# Work to complete
Make an exact copy of the data below, leaving out every picture.

* * * * * * *

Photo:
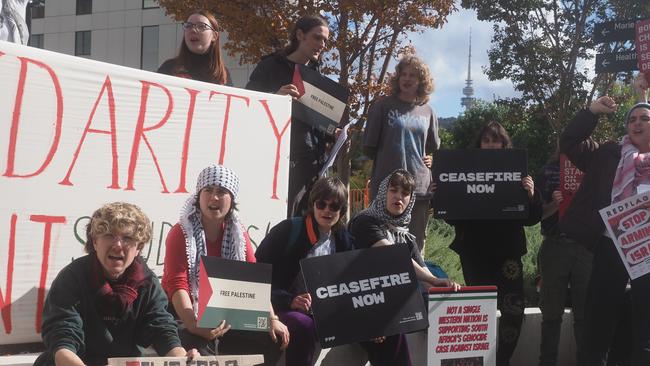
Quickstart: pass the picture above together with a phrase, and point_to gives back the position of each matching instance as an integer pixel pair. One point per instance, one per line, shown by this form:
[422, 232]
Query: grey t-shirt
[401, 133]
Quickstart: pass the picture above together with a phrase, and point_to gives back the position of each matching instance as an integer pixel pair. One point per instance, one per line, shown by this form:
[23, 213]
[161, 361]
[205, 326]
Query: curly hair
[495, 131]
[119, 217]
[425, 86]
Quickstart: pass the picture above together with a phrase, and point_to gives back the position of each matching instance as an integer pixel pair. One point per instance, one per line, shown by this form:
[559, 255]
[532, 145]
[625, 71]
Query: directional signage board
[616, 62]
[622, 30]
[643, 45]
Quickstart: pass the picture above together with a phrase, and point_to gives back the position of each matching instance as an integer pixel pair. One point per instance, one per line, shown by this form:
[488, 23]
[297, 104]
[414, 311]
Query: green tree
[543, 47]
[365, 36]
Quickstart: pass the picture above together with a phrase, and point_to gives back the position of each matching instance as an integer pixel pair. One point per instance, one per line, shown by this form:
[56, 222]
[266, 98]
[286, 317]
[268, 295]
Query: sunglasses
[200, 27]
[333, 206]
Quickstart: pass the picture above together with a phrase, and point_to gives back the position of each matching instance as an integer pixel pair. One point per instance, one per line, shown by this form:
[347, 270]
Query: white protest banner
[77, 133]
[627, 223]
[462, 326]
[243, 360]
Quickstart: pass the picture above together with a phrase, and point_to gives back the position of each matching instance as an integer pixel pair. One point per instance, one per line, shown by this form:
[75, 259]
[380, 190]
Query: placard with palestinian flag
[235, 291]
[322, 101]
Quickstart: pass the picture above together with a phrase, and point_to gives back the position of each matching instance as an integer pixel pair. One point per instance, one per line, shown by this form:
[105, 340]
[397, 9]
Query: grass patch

* * * * * * *

# Exercise answer
Photo:
Quickstart: pass the picture above together with a phrase, and point_to gives back the position of each matching instance as an integer pixel pair. One point per instance, one per line, shown by this form:
[422, 232]
Query: grey t-shirt
[401, 133]
Quickstart: pass the picture above together with a phrase, and point_to gives back the position of each matching instance as an integer pixel pair. One point per instance, one per line, shown by this form:
[23, 213]
[161, 361]
[205, 326]
Query: curly hair
[495, 131]
[119, 217]
[425, 86]
Quickstart: pass the picture above together with a phrase, and point_to gives back the position of each matching instance as an integer pixel pair. One point per instance, one per line, shown by this form:
[559, 255]
[532, 145]
[625, 71]
Query: directional signage board
[616, 62]
[622, 30]
[643, 45]
Quickstart: pass the picture above together with a phrase, and point_to gives back the position of each matching instance as an integer pixel pair. One point per instance, one per line, shown by this form:
[488, 23]
[297, 104]
[414, 311]
Query: green tree
[543, 47]
[365, 36]
Quickstart: pass the picture above together with a phrase, and point_to gives back the position of each matching instance as an integer pixel pair. One point per instance, one per line, shown by this form:
[56, 222]
[266, 98]
[286, 317]
[268, 295]
Query: sunglasses
[200, 27]
[333, 206]
Quickstart: pass the picture above together with a phrase, and point_to gives back the position of each matching instance as an integer pixel pair. One point per instance, one per line, shown by this form:
[347, 270]
Query: white protest banner
[77, 133]
[627, 223]
[462, 326]
[243, 360]
Quickstart: pass the picture above together with a phrase, and point_to gives back the position of each matching instance as an integer pixel pair. One point per instance, one per line, shown by this form:
[75, 259]
[380, 190]
Query: placard with palestinian flag
[235, 291]
[322, 101]
Quickstart: pass the picture above together with a phrase, and point_to gives back the position of each matching instance as an integer pixel pair. One point per instance, one per line, shown by this form:
[105, 340]
[397, 9]
Query: grass patch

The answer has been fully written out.